Required tasks:
a. According to the response about reward models and decoding, why does self consistency work especially well on math tasks? Answer in one to three sentences.
b. Print everything in the response about reward models and decoding from "Thank you for" down to "our lightweight approach.".
c. Proceed with the response about reward models and decoding, continuing after its last sentence.

Thank you for your constructive suggestion. We address the concerns below with further experiments and analysis.

Generative Reward Model (GRM)

We include additional results on LLaMA3.1–8B-Instruct to compare our method with strong GRMs. GRM performance remains heavily constrained by their training data. For example, on the math task—where RM-R1 is enhanced via RL—it slightly outperforms our method by 1.5%. However, on out-of-domain tasks like tool use, its performance drops significantly, lagging behind ours by 5.8%.

Moreover, GRMs are computationally expensive to train [1], and continual fine-tuning for new domains is often impractical. This makes them less flexible and scalable than our lightweight approach.

In terms of ranking-time overhead, GRMs are also nearly impractical. Take the math task as an example: our method introduces negligible latency during ranking, whereas GRMs require generating over 16K tokens per query to compute scores—resulting in over one minute of delay, which is virtually unacceptable in real-world applications.

Decoding Optimization

We clarify that decoding methods generally fall into two broad categories: (i) reranking-based methods, which operate on sampled responses as our method does, and (ii) methods that modify the model’s output probability distribution during generation.

The first category often relies on auxiliary reward models like our baselines, or is task-specific. For example, self consistency [2] improves reasoning performance by aggregating multiple sampled answers via majority voting. This technique is particularly effective in tasks like math, where the final answer is often a short, well-defined value—making consensus across candidates meaningful.

Provided information:
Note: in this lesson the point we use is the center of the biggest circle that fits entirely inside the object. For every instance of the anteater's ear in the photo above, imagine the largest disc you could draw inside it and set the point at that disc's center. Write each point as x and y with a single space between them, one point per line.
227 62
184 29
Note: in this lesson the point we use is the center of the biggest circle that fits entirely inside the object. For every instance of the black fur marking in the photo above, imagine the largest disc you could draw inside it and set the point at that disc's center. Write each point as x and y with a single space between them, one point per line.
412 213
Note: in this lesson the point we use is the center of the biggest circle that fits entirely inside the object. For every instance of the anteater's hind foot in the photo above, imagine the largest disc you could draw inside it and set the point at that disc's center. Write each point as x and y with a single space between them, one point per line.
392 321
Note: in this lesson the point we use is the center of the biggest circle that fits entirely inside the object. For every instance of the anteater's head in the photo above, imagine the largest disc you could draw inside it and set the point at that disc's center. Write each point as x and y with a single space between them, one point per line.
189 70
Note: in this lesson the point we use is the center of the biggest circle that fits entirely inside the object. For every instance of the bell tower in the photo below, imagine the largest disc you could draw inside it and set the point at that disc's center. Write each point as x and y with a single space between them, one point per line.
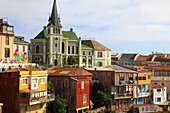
54 36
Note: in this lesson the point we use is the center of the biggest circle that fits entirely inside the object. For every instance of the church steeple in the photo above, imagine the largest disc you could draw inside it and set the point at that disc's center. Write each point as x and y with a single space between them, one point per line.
55 20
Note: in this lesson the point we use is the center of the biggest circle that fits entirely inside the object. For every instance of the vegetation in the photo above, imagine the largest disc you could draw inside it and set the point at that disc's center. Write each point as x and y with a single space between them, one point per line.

Answers to the tasks:
a. In math tasks the final answer is often a short, well-defined value. That makes consensus across sampled candidates meaningful, so combining multiple sampled answers by majority voting is effective.

b.
Thank you for your constructive suggestion. We address the concerns below with further experiments and analysis.

Generative Reward Model (GRM)

We include additional results on LLaMA3.1–8B-Instruct to compare our method with strong GRMs. GRM performance remains heavily constrained by their training data. For example, on the math task—where RM-R1 is enhanced via RL—it slightly outperforms our method by 1.5%. However, on out-of-domain tasks like tool use, its performance drops significantly, lagging behind ours by 5.8%.

Moreover, GRMs are computationally expensive to train [1], and continual fine-tuning for new domains is often impractical. This makes them less flexible and scalable than our lightweight approach.

c.
However, for tasks such as code generation, tool use, or even general instruction-following (see Appendix B), the outputs tend to be long, diverse, and semantically equivalent in multiple ways. In these settings, candidate responses often differ significantly in surface form, making majority voting unreliable and diminishing the effectiveness of self consistency.

As shown in the table below, self consistency indeed improves performance on MATH, but shows much weaker performance on tool use, and negligible gains on code and instruction-following tasks.

The second category includes methods such as Contrastive Decoding [3] and DoLa [4], which refine the model’s output distribution during generation. These approaches are orthogonal to ours, which focuses on post-sampling ranking. They are complementary to our method and baselines, and can be integrated independently; therefore, we do not include them as direct comparisons in our evaluation.

[1] Chen,X., et al, RM-R1: Reward Modeling as Reasoning.

[2] Wang, X., el al. Self-Consistency Improves Chain of Thought Reasoning in Language Models.

[3] Li, X., et al. Contrastive Decoding: Open-ended Text Generation as Optimization.

[4] Chuang, Y., et al. DoLa: Decoding by Contrasting Layers Improves Factuality in Large Language Models.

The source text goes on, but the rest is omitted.